Wednesday, December 17, 2014

Evolution & Psychiatry

It is richly interesting to consider the impact of evolutionary processes as they pertain to human behaviour and psychiatric phenomena.

This is an area which is, of course, laden with controversy.  Yet I find the controversy quite unnecessary, perhaps a reflexive reaction which itself could be understood in evolutionary terms.

Despite having several science degrees, including many courses in biology (including genetics and molecular genetics) I am embarrassed to admit that, during my undergraduate years, I never read major popular books by evolutionary theorists.  It is only recently that I have read The Selfish Gene by Richard Dawkins.   I was well-versed in textbook science, and even laboratory-based genetics, yet the joy of learning about genetics can be savoured much more deeply by taking a look at some of these popular works on the subject.

I do not find the subject matter of The Selfish Gene the slightest bit controversial.  I understand why some find it controversial, but I see this as mainly a product of simple human resistance to adapting entrenched beliefs (some of which have been around for millenia, and considered sacred) in the face of strong contrary evidence.  In this case, some of these entrenched beliefs touch on themes relating to religion and ethics.  It is similar to renaissance astronomers being met with disbelief or condemnation, following discoveries about planetary motions which were quite different from previous views.
##########
**PROBLEM:**
Extend the essay on evolution and psychiatry past its final sentence, keeping its first-person voice.

**DATASET EXCERPTS:**
##########
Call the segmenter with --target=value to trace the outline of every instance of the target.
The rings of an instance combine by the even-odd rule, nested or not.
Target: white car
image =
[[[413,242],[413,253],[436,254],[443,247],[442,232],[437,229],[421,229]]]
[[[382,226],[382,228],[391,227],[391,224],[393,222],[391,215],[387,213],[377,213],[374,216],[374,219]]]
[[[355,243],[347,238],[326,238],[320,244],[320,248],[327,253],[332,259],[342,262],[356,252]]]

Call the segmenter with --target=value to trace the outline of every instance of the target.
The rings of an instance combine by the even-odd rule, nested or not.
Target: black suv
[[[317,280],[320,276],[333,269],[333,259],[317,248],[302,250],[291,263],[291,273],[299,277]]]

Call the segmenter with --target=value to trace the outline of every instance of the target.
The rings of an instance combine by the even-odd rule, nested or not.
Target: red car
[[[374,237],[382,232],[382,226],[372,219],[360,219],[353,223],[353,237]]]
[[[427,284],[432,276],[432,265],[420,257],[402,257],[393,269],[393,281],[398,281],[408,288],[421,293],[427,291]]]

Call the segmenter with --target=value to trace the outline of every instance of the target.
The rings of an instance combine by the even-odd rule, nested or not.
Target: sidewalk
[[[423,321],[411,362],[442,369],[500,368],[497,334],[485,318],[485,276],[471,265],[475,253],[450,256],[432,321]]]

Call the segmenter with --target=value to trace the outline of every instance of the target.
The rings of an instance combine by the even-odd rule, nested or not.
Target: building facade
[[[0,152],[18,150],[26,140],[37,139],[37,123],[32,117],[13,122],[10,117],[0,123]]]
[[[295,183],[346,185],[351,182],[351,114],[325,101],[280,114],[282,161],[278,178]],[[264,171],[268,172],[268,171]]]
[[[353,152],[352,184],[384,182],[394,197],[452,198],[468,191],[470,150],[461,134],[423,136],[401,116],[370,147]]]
##########
**TASK OUTPUT:**
Actually, as with most science, I find the subject of evolution to be delightfully, joyously interesting, and certainly not a threat to the culture's moral fabric, etc.     Understanding processes of nature need only increase one's sense of wonder and awe, not somehow render it more "spiritless."   My only objection to The Selfish Gene and other similar books is the use of the term "Darwinism."  While I admire the work of Darwin very much, I don't find that it is necessary or useful to attach his name to a system of understanding nature.  Attaching his name makes the subject sound like some kind of philosophical or political opinion (such as  "Calvinism" or "Marxism"), or a type of esthetic or artistic style.    The science of evolution is similar to the science of arithmetic, geometry, or physics.   We would not call a mathematician or physicist a "Pythagorean" or a "Newtonian."  

Evolutionary theory is a simple application of clear logic to a system in which phenomena are replicated.  Those phenomena which replicate more abundantly become more widespread in the population.  This is a self-evident truth, which leads in more complicated systems to some very interesting mathematics.   As Dawkins points out, this type of replication occurs in genes, but also in culture as "memes."   The application of game theory analysis to such replicating systems leads to an understanding of equilibria between competing strategies, which can persist in any population or culture.  Fluency in mathematics makes an insightful understanding of evolutionary science much more clear.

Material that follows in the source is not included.